_Explore the material:_
a - In the aging article, how long did the transplanted older cells survive in the mice?
b - List every span of time mentioned in the aging article.
c - Pick up the aging article after its final sentence and keep writing it.

_Excerpted text:_
-----

It might not be Ponce De Leon’s fabled Fountain of Youth, but scientists say they may be getting close to a way to reverse the aging process. By transplanting certain cells and using a drug-and-plant cocktail, within weeks mice the equivalent age of an 80-year-old human were tearing up treadmills and living longer and healthier than other mice.
The Mayo Clinic scientists targeted senescent [sen-ESCENT] cells, older cells that become dysfunctional as they age but don’t die off. Making matters worse, they send out inflammatory compounds that kill young cells and disable cells that create new cells.
The team transplanted older cells into young and middle-aged mice and within two weeks, the mice were slower and frailer. The new cells only survived for about 40 days, yet the damage they did lasted for months.

-----

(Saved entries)
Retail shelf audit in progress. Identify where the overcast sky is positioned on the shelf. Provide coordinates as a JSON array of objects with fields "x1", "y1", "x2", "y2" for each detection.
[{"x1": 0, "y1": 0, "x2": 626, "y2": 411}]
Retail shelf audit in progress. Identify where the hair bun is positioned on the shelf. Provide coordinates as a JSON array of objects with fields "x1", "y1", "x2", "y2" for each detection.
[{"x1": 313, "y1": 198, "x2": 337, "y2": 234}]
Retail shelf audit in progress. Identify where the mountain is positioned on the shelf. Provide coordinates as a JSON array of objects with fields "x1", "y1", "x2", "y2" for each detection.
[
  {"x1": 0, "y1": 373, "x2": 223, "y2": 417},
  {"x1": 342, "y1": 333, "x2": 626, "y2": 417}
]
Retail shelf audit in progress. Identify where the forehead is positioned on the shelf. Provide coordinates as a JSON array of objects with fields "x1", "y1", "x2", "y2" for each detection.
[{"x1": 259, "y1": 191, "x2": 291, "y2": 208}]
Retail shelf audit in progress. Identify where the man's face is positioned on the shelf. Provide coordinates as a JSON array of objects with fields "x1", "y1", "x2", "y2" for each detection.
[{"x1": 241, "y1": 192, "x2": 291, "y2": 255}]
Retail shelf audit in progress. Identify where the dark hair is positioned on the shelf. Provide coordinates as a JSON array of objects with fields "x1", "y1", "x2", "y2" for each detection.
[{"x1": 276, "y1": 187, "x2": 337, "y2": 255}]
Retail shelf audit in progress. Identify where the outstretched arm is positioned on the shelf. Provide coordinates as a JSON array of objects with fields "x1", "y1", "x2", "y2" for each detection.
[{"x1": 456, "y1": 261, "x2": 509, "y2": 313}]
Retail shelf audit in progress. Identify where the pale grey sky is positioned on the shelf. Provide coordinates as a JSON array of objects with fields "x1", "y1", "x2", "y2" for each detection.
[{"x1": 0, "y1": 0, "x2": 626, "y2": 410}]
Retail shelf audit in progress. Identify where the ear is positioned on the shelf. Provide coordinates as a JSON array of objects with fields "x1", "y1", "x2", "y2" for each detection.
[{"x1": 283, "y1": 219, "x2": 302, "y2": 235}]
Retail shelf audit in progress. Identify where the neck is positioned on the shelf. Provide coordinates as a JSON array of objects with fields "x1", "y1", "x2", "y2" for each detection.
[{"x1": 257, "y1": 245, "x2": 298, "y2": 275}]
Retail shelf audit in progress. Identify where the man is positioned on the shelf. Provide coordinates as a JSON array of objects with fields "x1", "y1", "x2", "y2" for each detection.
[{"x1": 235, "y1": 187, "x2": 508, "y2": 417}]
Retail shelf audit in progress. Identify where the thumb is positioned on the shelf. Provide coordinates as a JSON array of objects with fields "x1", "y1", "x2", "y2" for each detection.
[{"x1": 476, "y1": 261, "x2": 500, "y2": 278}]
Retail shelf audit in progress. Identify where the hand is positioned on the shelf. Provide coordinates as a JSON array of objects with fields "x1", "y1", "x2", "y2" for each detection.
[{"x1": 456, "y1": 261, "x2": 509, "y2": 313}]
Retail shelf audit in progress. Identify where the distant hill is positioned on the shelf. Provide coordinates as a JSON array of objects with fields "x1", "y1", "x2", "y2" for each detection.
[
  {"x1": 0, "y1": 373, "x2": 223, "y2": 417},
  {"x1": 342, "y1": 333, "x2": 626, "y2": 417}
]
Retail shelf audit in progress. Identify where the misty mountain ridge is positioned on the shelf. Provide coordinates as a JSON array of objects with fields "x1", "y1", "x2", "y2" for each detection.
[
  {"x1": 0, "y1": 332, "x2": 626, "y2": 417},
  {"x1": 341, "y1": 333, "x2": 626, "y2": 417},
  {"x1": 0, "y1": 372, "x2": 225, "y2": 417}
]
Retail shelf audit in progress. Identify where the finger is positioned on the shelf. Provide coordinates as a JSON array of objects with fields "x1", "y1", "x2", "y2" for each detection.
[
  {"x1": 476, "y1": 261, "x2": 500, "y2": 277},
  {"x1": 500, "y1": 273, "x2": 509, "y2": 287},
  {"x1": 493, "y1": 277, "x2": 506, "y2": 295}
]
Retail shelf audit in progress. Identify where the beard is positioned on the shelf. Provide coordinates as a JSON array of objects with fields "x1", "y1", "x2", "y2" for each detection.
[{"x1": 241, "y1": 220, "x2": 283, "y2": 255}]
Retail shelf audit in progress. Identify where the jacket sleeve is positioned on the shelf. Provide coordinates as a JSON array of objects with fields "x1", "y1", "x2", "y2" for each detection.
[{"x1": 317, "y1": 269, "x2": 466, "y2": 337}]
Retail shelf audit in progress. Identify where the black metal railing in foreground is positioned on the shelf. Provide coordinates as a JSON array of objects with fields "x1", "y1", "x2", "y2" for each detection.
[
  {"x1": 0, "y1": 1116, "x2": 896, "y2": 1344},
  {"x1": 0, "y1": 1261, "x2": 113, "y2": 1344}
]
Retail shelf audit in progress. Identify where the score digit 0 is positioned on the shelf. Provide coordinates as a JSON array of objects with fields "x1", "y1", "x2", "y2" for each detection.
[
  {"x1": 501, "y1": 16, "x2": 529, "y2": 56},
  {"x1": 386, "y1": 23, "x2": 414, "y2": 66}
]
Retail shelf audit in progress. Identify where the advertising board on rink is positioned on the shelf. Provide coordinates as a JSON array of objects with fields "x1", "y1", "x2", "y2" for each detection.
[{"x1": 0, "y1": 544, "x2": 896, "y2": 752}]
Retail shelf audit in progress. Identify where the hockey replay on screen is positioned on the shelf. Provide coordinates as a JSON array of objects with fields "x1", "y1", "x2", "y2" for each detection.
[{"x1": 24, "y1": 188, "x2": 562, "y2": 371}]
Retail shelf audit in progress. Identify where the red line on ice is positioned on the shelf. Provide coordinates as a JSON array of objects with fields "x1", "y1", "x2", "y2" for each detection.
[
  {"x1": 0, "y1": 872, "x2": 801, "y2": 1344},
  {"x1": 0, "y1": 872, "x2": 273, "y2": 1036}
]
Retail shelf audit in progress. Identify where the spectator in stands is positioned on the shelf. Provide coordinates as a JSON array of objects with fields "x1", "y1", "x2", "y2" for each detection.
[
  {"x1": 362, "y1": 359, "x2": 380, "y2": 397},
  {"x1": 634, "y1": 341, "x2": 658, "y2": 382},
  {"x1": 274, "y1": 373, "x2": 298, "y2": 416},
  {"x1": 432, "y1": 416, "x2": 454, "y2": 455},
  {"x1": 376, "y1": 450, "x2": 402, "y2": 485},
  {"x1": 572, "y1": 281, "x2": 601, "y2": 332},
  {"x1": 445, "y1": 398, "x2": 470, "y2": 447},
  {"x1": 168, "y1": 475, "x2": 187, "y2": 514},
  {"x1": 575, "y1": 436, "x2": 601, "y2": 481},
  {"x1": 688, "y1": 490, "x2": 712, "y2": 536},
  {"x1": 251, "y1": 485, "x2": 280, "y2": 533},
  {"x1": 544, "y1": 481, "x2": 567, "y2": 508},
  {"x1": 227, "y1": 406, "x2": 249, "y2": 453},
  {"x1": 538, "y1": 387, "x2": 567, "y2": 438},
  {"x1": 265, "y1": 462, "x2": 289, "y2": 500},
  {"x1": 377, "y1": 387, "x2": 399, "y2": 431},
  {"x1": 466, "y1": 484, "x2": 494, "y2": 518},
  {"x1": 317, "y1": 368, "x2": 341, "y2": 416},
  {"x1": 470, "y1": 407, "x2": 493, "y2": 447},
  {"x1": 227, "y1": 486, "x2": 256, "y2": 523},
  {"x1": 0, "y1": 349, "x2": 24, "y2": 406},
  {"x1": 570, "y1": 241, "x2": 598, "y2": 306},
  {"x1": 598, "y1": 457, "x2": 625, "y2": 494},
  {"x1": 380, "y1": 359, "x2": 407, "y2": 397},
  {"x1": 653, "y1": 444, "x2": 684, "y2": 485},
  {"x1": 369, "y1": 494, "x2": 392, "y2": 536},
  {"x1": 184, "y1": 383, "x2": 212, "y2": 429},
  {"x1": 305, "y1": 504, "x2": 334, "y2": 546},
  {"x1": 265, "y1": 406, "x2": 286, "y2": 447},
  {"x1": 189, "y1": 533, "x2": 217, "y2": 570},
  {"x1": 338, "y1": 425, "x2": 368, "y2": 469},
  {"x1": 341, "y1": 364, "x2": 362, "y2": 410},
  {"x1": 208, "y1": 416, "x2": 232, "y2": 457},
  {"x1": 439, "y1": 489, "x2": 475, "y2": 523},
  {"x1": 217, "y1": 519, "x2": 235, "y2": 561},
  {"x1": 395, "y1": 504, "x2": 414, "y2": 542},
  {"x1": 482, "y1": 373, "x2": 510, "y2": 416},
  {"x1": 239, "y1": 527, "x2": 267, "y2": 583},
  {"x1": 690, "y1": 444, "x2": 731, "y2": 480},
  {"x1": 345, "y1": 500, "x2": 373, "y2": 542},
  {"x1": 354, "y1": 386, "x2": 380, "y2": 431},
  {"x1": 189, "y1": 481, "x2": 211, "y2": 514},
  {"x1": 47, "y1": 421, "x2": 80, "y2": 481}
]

-----

_Solved problems:_
a - About 40 days.

b -
- within weeks
- within two weeks
- about 40 days
- for months

c -
The scientists then gave the mice a leukemia drug called dasatinib [dah-SAT-in-ib] and quercetin [QUER-ce-tin], a plant pigment found in many fruits and vegetables. In results published in Nature Medicine, the compound killed enough of the transplanted cells to keep the young mice from prematurely aging. The older mice walked faster, ran longer on a treadmill and gripped objects more strongly. Really old mice lived 36 percent longer than those not given the compounds and enjoyed better health and strength.
Before you go out and gobble up the items used in the study, the researchers stressed there is much more work to be done. Clinical trials are just getting started that are using these and other compounds to target specific diseases associated with the aging process. This, the experts note, will ultimately target aging itself.